EXTRAIT DE LA PAGE
-*-*-
Saint-Maur le 12 janvier 2025
A l’occasion de la récente confession de Mark Zuckerberg à propos de la manipulation du fact-checking, qui selon lui a été imposée sur la plateforme Meta par le gouvernement américain, de nombreuses publications hostiles fleurissent sur les réseaux sociaux. De nombreuses personnalités prennent parti contre Zuckerberg, l’accusant de se rallier à Trump et Musk, nouvelles figures diaboliques du moment. Mais ce faisant, elles disqualifient surtout cette confession, minimisant ainsi l’importance de ce qui est dénoncé, et qui concerne le droit des États à filtrer les informations accessibles aux peuples, y-compris en y substituant des informations fausses. “Ils nous ont poussé très fort à retirer des choses qui honnêtement étaient vraies…” (sic)
Entre parenthèses, les opinions dans notre monde s'opposent de plus en plus radicalement : “Vous êtes pour, vous êtes contre ? Vous condamnez ? Donc vous soutenez ?”, les accusations, les croyances affirmées dans les médias (et par extension dans les discussions en famille, entre amis ou collègues) sont soit vraies soit fausses ! Entre les deux ? rarement, et pratiquement plus jamais aux yeux des faiseurs d'opinion. Et ce qui me frappe encore plus, c’est que ces opinions valident ou disqualifient le plus souvent les faits qui les sous-tendent en fonction de leur source uniquement. On ne réfléchit plus, on classe les arguments en deux sortes : ceux qui viennent des gens qu’on pense respectables, et ceux qui viennent de personnes qui ne le sont pas. Mais cette respectabilité ou irrespectabilité dépend aussi des arguments manipulés pour les établir, qui proviennent à leur tour de sources respectables ou non selon le point de vue. Ce phénomène, on l’imagine bien, concourt à radicaliser les opinions, et donc les groupes.
En disant cela, j’entends déjà des personnes bien intentionnées me reprocher de mettre sur le même plan les bons informateurs (par exemple les médias, les gouvernements de nos démocraties) et les mauvais (par exemple, les médias indépendants manipulés, les complotistes, …). Et me reprocher donc de faire ainsi la courte échelle au complotisme, à l'ingérence, au communisme, à l’islamisme fondamental, ou encore au poutinisme, et j’en passe. Parce que simplement j'émets l’hypothèse que la vérité est relative, je suis déjà borderline !...
-*-*-
SÉRIE DE CONSIGNES
1. D'après l'extrait, qui a imposé la manipulation du fact-checking sur la plateforme Meta, selon Mark Zuckerberg ?
2. Expliquez pourquoi, selon l'extrait, les personnalités qui s'en prennent à Zuckerberg minimisent ce qu'il dénonce.
3. Recopiez le passage de l'extrait compris entre « En disant cela, j’entends » et « déjà borderline !... », bornes incluses.
Les items forment un matériau à part, distinct de l'extrait.

[Exemples d'étiquetage de points]
-*-*-
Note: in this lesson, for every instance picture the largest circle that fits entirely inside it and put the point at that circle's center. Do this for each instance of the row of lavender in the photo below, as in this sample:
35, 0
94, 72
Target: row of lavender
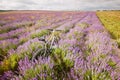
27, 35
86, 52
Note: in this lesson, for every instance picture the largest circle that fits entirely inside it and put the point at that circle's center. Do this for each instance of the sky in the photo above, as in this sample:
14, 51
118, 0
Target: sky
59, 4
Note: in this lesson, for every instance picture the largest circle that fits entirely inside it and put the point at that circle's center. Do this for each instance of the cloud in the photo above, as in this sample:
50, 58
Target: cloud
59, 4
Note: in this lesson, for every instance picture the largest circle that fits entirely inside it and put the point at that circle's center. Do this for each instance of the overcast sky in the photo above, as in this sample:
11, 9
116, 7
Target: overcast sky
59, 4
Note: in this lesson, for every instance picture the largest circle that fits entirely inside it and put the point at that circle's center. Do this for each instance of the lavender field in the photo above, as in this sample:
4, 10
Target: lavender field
-*-*-
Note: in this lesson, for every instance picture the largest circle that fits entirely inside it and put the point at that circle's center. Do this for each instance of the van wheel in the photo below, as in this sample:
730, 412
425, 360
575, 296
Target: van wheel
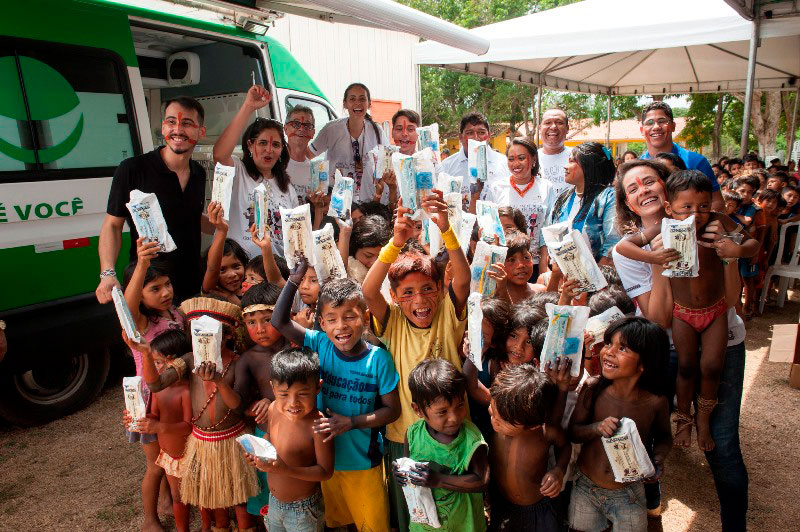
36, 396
-*-*-
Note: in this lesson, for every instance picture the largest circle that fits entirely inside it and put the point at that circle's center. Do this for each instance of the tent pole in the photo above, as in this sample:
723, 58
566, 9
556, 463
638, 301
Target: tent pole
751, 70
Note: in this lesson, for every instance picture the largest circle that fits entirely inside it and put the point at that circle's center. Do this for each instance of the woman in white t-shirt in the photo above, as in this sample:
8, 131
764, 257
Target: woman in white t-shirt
-*-*-
CORRIGÉ DE L'EXERCICE
1. Le gouvernement américain.

2. En accusant Zuckerberg de se rallier à Trump et Musk, elles disqualifient surtout sa confession. Elles minimisent ainsi l'importance de ce qui est dénoncé, c'est-à-dire le droit des États à filtrer les informations accessibles aux peuples, y compris en y substituant des informations fausses.

3.
En disant cela, j’entends déjà des personnes bien intentionnées me reprocher de mettre sur le même plan les bons informateurs (par exemple les médias, les gouvernements de nos démocraties) et les mauvais (par exemple, les médias indépendants manipulés, les complotistes, …). Et me reprocher donc de faire ainsi la courte échelle au complotisme, à l'ingérence, au communisme, à l’islamisme fondamental, ou encore au poutinisme, et j’en passe. Parce que simplement j'émets l’hypothèse que la vérité est relative, je suis déjà borderline !...